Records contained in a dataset
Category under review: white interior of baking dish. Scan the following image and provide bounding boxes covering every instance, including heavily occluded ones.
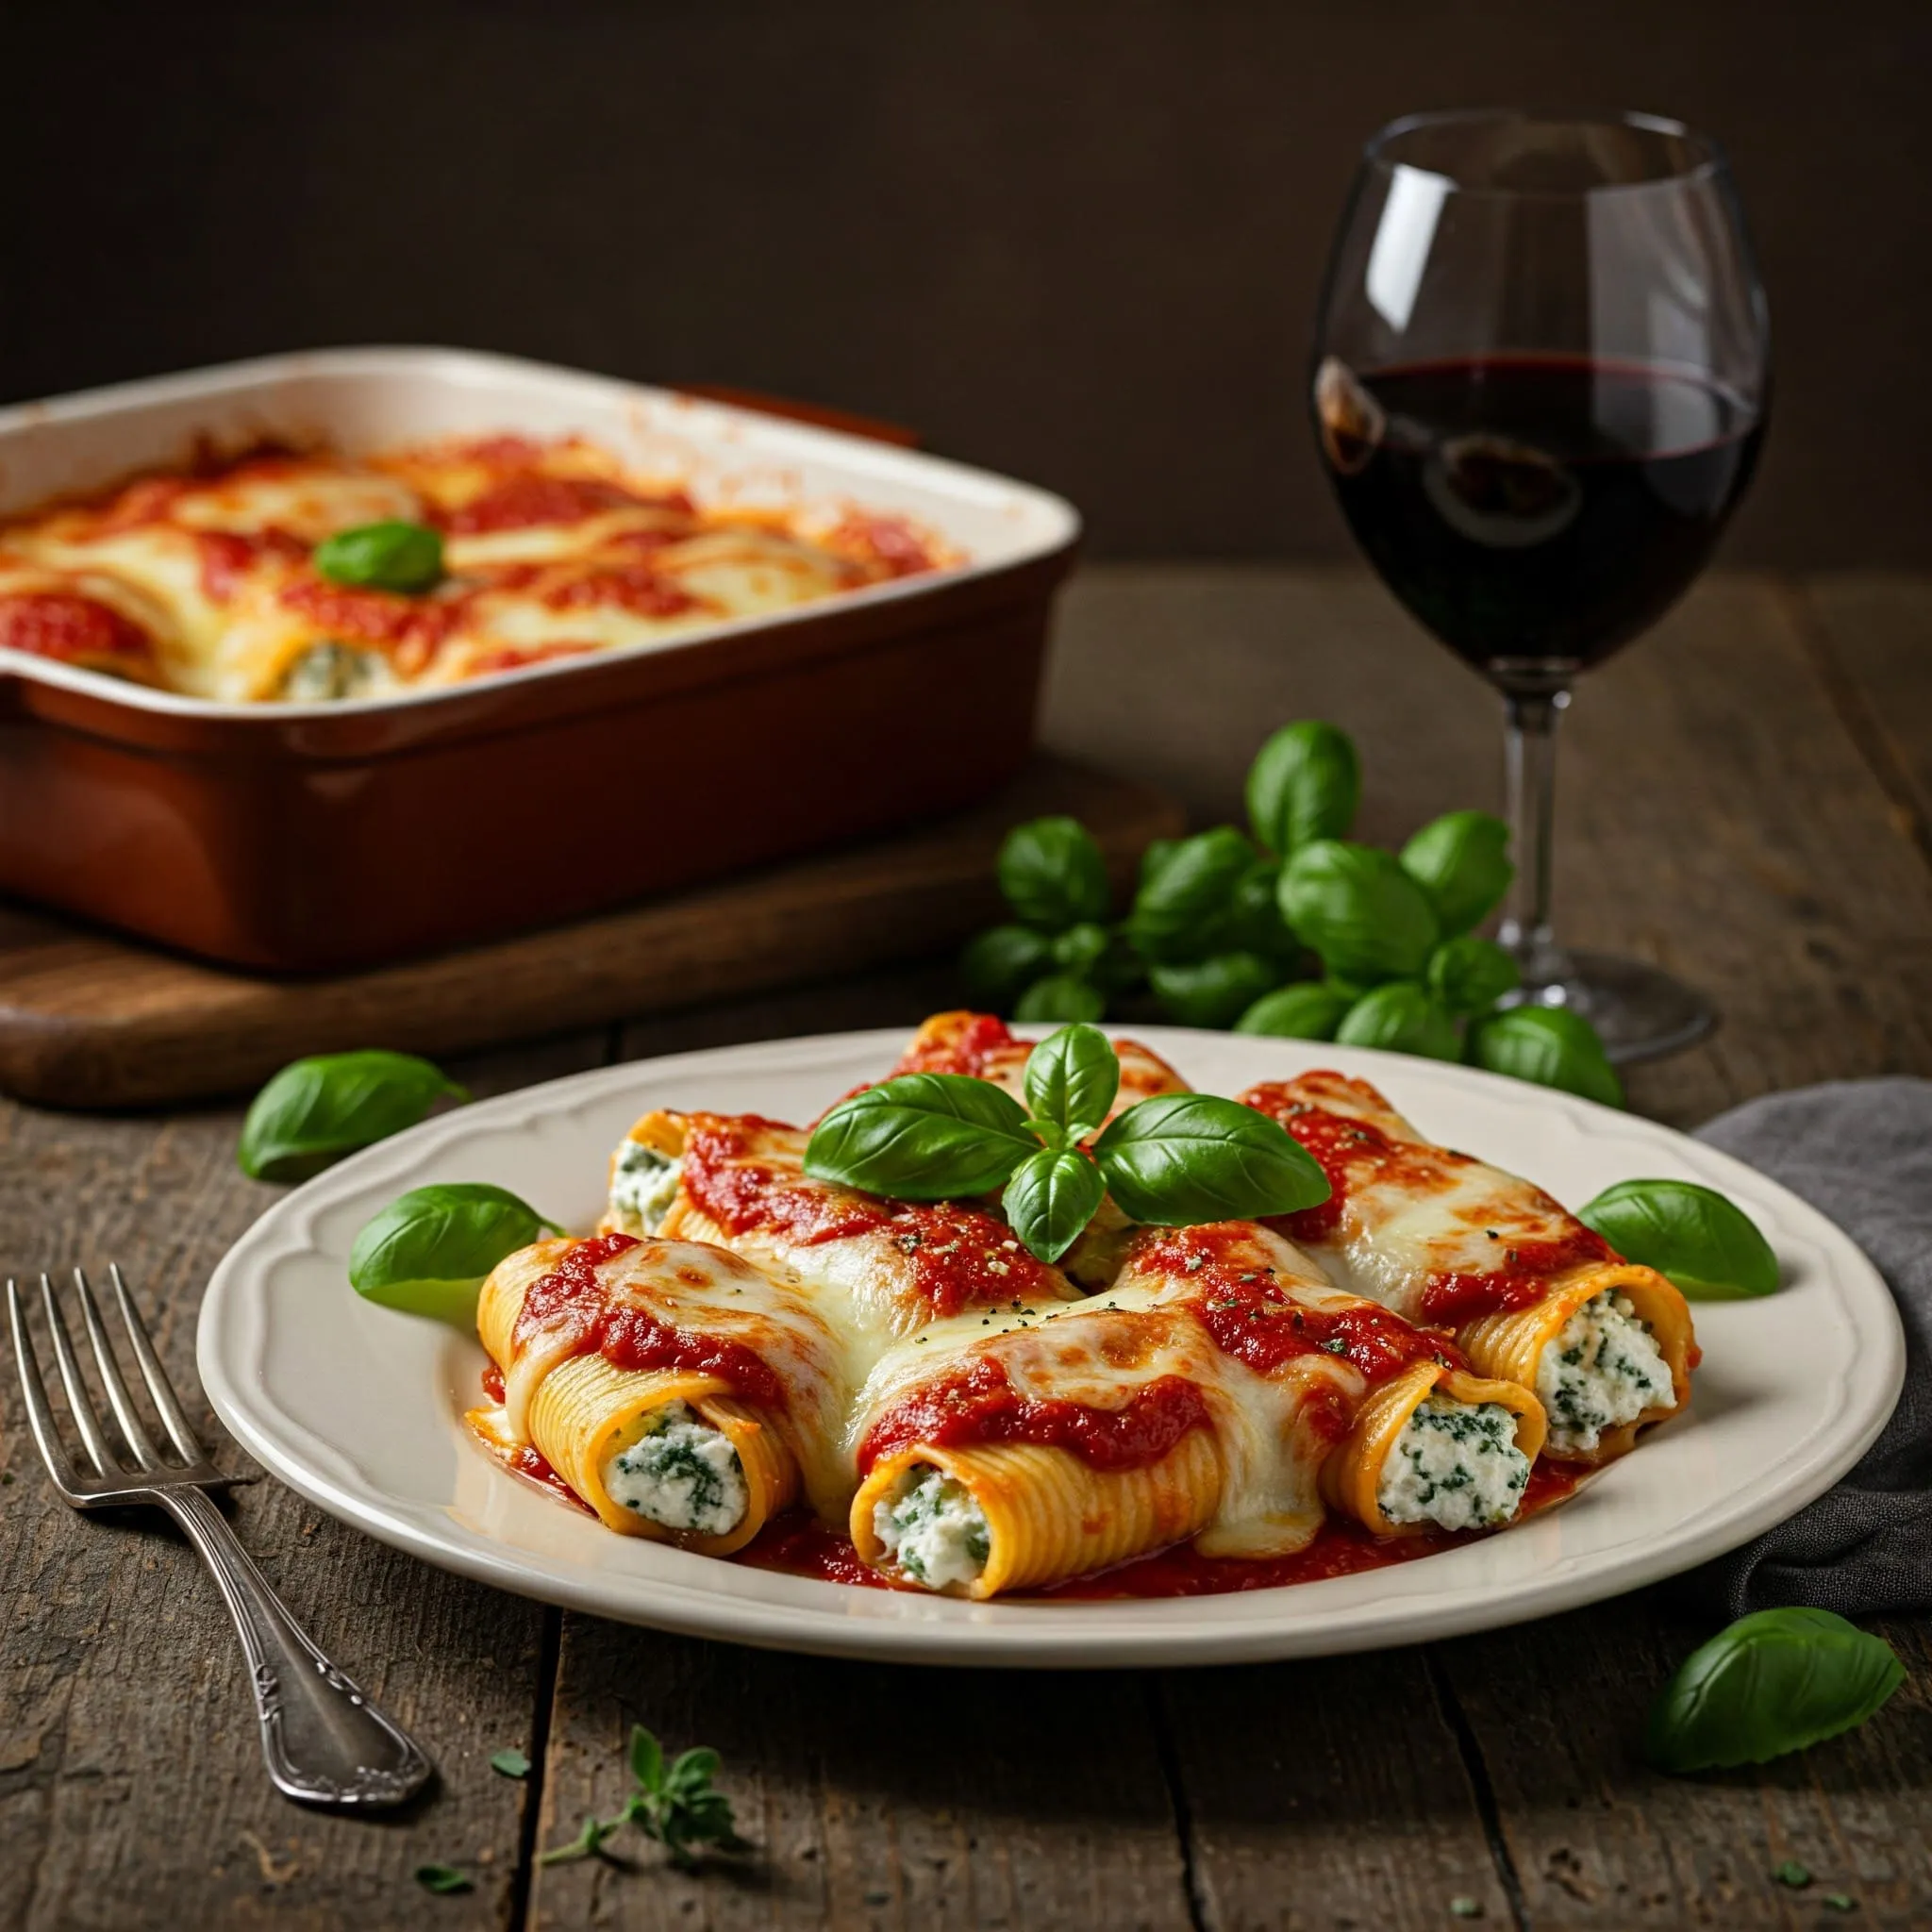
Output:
[0,346,1081,716]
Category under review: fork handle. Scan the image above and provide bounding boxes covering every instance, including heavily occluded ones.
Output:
[159,1486,434,1807]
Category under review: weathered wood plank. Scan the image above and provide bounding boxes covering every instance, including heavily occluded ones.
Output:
[1153,1658,1512,1930]
[1790,571,1932,862]
[0,1033,607,1930]
[528,1624,1192,1931]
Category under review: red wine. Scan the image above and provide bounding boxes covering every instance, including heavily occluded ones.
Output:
[1315,356,1764,679]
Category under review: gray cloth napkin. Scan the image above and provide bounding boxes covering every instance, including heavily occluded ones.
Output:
[1677,1077,1932,1619]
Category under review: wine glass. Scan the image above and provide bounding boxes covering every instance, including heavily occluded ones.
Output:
[1310,109,1770,1061]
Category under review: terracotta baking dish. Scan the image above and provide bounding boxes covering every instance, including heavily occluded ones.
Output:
[0,348,1079,971]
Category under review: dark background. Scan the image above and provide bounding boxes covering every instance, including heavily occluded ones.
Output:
[2,1,1924,563]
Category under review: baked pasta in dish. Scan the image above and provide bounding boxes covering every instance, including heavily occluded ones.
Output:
[0,434,946,702]
[462,1012,1695,1600]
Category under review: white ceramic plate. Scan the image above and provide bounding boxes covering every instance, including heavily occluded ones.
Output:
[197,1028,1904,1668]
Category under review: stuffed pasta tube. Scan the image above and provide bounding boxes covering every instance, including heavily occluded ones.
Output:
[468,1231,849,1552]
[1241,1072,1697,1463]
[846,1220,1546,1598]
[602,1108,1087,1345]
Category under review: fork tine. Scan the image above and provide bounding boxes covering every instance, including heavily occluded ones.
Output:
[9,1278,82,1491]
[38,1274,118,1474]
[105,1264,205,1466]
[70,1268,165,1470]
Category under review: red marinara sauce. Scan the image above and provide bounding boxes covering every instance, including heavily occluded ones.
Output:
[887,1012,1020,1080]
[194,526,308,600]
[512,1232,785,1413]
[856,1356,1210,1477]
[1245,1092,1388,1245]
[1131,1226,1462,1386]
[438,474,691,535]
[278,576,457,666]
[0,591,156,668]
[680,1115,1062,1321]
[541,563,705,619]
[1418,1229,1616,1324]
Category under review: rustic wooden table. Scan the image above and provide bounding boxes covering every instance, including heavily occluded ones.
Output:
[4,566,1929,1931]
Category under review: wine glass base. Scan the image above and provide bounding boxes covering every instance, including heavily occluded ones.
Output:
[1505,950,1717,1066]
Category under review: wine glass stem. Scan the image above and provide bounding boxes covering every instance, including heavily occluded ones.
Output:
[1496,684,1571,984]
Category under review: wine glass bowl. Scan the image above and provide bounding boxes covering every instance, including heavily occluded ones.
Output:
[1311,110,1771,1061]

Your assignment
For each line above that holds the string "white", provide a copy of that line.

Solved exercise
Category under review: white interior of baking dish. Scan the following image and provide bounding boxes covering every instance, including heavily occluded ones.
Category under review: white ceramic plate. Scan the image above and provide bounding boxes covering every instance, including heavily occluded ones.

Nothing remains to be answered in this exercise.